**Texte présenté:**
════

Le Président américain a souligné sa
nouvelle approche lors d’une conférence à la Maison-Blanche
faisant suite à une rencontre avec le président de l’Autorité
palestinienne, Mahmoud Abbas. Il a répété son opinion
post-flottille selon laquelle le blocus imposé par Israël à Gaza
était « intenable » et il a appelé à un nouveau mécanisme
international impliquant Israël et comportant « l’Egypte,
l’Autorité palestinienne (AP) et la communauté internationale ».
Ce mécanisme se focaliserait sur
l’exclusion des armes, tout en permettant non seulement les
fournitures humanitaires, mais aussi « les biens et les services
nécessaires au développement économique et donnant à la
population la possibilité de créer ses propres entreprises, de
faire croître l’économie et de fournir des opportunités dans la
bande de Gaza », a dit Obama. Il a annoncé un package d’aides
incluant des biens spécifiquement ‘tatoués’ en vue de leur
utilisation « dans la construction de logements et d’écoles et
dans le développement des entreprises » à Gaza, certes, mais
aussi en Cisjordanie.

════

**Données fournies:**
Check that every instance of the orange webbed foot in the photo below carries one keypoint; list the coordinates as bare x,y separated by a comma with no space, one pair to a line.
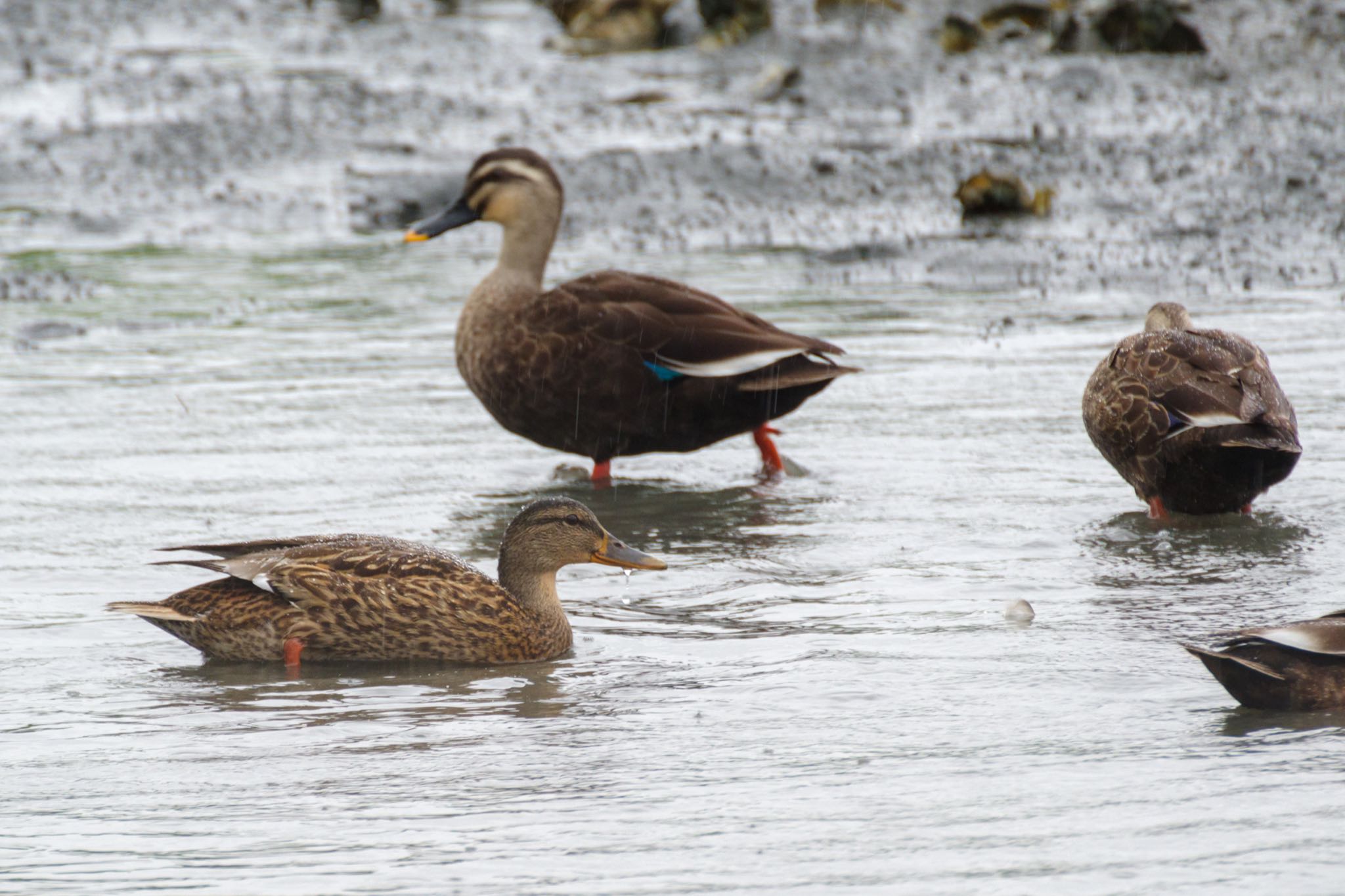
771,459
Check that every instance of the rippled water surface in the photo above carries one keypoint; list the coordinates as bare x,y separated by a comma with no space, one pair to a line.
821,692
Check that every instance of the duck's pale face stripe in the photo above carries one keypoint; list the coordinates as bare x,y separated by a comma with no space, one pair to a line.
486,181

════

**Exercices à réaliser:**
a) Pour chacune des affirmations suivantes, indiquez par oui ou par non si elle concorde avec le texte sur le blocus de Gaza, et citez textuellement les mots du texte qui tranchent la question. (i) La conférence à la Maison-Blanche a eu lieu après une rencontre avec Mahmoud Abbas. (ii) Le nouveau mécanisme international proposé tiendrait Israël à l’écart. (iii) Les aides annoncées ne visent que la bande de Gaza.
b) Rédigez la suite du texte sur le blocus de Gaza en reprenant après sa dernière phrase.

**Réponses par exercice:**
a)
(i) Oui : « faisant suite à une rencontre avec le président de l’Autorité palestinienne, Mahmoud Abbas ».
(ii) Non : « un nouveau mécanisme international impliquant Israël ».
(iii) Non : « à Gaza, certes, mais aussi en Cisjordanie ».

b)
Enfin, Obama a renouvelé son soutien à
« une enquête crédible et transparente répondant aux exigences
internationales » et qui « mettra au jour tous les faits »
relatifs aux événements tragiques qui ont entraîné la mort de
neuf passagers du (navire turc) Mavi Marmara.
Les Israéliens ont démontré leur peu
d’intérêt pour une enquête qu’ils ne seront pas en mesure de
contrôler totalement. Ils ont fait une contre-offre, proposant
leurs propres enquêtes, aux ambitions limitées, tout en
suggérant qu’ils pourraient autoriser des « observateurs » à
assister à leur réalisation. Cela est bien en-deçà tant des
exigences de l’Onu que des préconisations d’Obama. En s’emparant
de tous les biens se trouvant à bord des bateaux capturés ainsi
que des effets personnels des passagers (téléphones portables,
caméras, ordinateurs portables et autres), les Forces
Israéliennes de Défense ont quasiment détruit les « pièces à
conviction ».
Les Israéliens n’ont fait montre d’aucune
inclination à accepter un « blocus des armes cogéré » qu’ils ne
contrôleraient pas entièrement, en faisant la contre-proposition
consistant à desserrer un peu le garrot de leur régime
d’occupation oppressif, permettant à certaines friandises ainsi
qu’à d’autres produits commerciaux fournis par Israël à entrer
dans la bande de Gaza.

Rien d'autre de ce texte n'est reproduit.